:: OBJECTIVE ::
Please return each line of the data below that contains the string "yellow".

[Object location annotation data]
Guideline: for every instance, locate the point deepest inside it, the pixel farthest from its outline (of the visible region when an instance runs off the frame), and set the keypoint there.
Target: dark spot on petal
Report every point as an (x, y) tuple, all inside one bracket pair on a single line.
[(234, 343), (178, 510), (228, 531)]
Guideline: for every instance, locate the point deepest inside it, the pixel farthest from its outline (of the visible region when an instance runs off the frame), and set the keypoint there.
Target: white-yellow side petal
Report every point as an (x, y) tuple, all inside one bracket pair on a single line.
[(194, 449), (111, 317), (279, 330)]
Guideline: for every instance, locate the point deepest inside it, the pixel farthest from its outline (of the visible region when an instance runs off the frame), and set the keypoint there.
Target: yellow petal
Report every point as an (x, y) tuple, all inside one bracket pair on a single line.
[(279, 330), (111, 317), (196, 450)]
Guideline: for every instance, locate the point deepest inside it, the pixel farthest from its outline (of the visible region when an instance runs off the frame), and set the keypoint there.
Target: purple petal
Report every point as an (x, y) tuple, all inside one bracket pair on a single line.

:: COMPLETE RESPONSE ::
Target: white-yellow side petal
Target: yellow petal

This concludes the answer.